SUPPLIED ENTRIES START

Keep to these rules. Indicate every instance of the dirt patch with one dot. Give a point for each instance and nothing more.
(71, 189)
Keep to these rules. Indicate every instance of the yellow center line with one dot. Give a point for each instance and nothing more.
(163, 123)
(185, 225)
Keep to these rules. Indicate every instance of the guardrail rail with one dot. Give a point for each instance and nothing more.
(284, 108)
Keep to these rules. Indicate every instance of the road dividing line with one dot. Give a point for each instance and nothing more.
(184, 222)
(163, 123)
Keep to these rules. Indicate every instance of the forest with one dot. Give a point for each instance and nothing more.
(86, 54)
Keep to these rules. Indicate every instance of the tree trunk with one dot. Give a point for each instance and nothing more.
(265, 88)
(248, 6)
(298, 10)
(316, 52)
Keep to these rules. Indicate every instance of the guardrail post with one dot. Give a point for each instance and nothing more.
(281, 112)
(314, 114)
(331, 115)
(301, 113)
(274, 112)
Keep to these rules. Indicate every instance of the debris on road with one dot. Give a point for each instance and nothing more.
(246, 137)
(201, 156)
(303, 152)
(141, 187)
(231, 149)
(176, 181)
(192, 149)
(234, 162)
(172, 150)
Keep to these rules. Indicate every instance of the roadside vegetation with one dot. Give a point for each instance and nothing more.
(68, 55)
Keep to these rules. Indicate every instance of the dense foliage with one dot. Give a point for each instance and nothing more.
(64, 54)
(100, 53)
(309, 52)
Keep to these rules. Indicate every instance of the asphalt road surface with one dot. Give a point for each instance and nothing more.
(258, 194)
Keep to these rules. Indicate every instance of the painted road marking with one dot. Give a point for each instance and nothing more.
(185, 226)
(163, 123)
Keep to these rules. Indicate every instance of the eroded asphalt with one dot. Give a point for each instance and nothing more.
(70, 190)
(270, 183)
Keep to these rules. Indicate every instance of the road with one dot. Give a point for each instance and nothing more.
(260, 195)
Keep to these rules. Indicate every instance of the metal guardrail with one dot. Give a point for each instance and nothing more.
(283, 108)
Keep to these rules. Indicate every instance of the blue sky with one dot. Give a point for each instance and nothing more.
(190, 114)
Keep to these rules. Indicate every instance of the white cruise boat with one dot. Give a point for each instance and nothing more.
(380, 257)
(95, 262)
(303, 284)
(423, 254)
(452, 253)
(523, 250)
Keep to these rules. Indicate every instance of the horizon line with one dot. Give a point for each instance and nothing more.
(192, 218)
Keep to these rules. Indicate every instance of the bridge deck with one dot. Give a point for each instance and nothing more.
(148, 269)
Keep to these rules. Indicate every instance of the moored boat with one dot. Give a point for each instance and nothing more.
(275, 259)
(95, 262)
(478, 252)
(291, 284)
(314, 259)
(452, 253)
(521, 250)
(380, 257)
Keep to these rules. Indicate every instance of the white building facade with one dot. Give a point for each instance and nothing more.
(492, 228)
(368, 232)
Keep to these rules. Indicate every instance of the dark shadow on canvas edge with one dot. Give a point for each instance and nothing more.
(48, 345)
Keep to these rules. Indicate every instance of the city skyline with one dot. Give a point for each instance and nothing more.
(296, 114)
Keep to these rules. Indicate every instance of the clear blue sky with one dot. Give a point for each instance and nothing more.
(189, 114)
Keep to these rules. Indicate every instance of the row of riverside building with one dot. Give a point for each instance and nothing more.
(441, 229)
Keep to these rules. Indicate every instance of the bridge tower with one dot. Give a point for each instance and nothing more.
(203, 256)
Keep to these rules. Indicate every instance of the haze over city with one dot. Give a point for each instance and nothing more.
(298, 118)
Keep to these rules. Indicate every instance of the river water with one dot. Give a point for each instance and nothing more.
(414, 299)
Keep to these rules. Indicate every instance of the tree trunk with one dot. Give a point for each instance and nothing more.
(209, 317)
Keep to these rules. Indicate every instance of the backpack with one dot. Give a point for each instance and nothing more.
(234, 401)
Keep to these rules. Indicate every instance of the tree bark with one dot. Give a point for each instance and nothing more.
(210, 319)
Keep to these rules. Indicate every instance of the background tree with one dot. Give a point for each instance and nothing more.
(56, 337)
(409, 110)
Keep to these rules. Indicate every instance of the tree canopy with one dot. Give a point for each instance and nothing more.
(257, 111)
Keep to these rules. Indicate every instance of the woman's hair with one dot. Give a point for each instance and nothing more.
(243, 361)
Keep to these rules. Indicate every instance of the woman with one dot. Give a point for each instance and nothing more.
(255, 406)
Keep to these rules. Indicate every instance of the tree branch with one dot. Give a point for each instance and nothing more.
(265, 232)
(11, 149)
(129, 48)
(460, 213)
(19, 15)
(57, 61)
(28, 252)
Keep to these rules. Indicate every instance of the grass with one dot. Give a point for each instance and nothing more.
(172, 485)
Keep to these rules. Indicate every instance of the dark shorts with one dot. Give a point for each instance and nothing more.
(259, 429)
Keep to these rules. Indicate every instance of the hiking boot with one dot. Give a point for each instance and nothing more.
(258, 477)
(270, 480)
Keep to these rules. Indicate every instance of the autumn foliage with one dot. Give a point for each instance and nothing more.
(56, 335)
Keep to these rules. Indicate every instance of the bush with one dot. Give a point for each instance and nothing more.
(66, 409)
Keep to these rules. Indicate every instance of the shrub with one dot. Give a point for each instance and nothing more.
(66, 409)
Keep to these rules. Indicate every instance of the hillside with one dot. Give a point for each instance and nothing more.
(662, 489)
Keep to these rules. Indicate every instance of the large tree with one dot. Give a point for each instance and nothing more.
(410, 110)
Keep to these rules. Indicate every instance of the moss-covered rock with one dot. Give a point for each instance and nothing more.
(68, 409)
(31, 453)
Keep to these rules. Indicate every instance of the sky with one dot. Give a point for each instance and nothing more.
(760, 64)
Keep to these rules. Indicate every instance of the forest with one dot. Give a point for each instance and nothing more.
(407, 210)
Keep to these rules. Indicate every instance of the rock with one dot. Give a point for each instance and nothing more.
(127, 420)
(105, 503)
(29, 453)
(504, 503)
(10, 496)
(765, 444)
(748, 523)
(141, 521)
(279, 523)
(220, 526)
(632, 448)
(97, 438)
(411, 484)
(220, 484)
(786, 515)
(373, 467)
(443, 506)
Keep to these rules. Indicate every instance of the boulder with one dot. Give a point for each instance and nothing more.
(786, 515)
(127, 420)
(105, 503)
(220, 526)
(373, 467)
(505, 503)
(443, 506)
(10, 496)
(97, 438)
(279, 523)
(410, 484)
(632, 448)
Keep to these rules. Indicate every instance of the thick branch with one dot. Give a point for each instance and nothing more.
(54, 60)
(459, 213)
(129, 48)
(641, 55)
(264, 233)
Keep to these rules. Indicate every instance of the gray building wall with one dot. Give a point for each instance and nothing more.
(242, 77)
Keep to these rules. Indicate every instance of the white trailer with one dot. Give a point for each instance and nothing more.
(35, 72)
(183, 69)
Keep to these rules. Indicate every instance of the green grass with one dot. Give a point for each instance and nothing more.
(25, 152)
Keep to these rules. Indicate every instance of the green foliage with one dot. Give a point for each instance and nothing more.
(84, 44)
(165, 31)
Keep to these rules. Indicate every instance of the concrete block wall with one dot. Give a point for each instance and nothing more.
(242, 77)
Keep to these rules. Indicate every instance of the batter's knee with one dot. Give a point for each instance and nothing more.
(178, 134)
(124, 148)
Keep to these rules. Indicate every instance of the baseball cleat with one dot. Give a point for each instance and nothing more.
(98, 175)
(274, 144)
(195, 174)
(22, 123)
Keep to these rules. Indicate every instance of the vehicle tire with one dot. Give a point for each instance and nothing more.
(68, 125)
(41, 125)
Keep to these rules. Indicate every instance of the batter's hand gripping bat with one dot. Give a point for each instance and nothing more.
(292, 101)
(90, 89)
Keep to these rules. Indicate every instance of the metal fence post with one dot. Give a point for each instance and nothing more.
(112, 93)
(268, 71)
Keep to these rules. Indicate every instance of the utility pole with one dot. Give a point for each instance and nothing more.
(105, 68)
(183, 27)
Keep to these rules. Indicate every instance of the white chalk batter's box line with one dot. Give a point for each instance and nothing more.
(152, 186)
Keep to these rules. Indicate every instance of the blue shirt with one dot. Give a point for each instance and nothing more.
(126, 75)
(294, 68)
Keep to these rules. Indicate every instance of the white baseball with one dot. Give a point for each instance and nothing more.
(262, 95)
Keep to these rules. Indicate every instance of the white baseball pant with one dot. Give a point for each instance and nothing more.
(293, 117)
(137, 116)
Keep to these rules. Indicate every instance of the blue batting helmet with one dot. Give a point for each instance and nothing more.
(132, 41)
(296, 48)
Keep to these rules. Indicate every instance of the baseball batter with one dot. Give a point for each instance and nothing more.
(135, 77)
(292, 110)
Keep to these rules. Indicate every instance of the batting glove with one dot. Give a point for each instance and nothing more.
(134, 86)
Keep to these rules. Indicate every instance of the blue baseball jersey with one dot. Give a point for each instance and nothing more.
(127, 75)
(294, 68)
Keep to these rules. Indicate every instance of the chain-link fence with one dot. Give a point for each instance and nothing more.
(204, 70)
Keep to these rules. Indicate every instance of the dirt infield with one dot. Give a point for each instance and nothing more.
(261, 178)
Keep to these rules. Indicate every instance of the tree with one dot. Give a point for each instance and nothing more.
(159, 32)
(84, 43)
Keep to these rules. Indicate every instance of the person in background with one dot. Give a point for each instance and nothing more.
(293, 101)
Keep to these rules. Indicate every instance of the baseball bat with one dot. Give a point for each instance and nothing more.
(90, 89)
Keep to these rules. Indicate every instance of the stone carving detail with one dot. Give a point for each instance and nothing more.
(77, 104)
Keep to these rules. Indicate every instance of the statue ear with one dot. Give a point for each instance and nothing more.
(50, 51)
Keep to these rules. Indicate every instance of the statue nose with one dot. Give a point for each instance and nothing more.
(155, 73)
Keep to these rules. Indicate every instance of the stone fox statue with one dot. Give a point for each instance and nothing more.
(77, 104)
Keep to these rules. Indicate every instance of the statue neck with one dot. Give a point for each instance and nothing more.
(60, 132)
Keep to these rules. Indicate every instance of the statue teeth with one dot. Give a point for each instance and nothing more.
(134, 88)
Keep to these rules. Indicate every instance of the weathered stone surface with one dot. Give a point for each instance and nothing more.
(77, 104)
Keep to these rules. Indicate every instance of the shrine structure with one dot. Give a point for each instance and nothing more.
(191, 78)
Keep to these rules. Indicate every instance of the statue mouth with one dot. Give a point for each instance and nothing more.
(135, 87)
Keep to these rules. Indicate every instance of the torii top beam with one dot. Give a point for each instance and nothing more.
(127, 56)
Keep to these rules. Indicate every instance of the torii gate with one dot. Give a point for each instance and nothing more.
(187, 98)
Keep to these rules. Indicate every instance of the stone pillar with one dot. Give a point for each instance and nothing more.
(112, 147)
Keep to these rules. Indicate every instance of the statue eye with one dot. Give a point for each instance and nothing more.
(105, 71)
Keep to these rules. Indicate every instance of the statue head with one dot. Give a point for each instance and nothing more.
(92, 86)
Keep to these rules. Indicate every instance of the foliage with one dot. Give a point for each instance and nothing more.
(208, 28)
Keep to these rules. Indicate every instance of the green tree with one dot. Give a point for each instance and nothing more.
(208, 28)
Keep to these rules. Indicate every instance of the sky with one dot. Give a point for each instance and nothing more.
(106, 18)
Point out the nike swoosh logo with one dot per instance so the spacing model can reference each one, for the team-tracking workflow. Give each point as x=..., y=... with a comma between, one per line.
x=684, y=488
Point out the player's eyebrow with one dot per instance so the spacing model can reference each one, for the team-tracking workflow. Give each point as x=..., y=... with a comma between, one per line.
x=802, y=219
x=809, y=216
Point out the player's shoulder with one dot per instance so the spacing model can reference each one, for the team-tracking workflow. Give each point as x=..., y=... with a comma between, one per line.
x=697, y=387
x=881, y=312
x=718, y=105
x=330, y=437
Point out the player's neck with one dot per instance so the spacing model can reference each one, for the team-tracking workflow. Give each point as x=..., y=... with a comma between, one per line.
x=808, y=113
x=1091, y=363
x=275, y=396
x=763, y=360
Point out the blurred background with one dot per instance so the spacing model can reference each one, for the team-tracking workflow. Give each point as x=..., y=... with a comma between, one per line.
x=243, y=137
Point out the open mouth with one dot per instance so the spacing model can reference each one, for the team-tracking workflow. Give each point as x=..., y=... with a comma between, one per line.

SUPPLIED ENTRIES END

YOUR GOAL
Retype only the lines running from the line with "Point out the blurred" to the end of the listing, including both of those lines.

FINISHED TASK
Point out the blurred background with one dot per instance so the spacing model can reference each one, for the team-tracking workflow. Give each point as x=..., y=... with a comma between, one per line.
x=243, y=137
Point out the open mouth with one dot per instance so the spacing model can reference each one, for the team-tracking workflow. Give each point as x=..., y=... with a comma between, one per line.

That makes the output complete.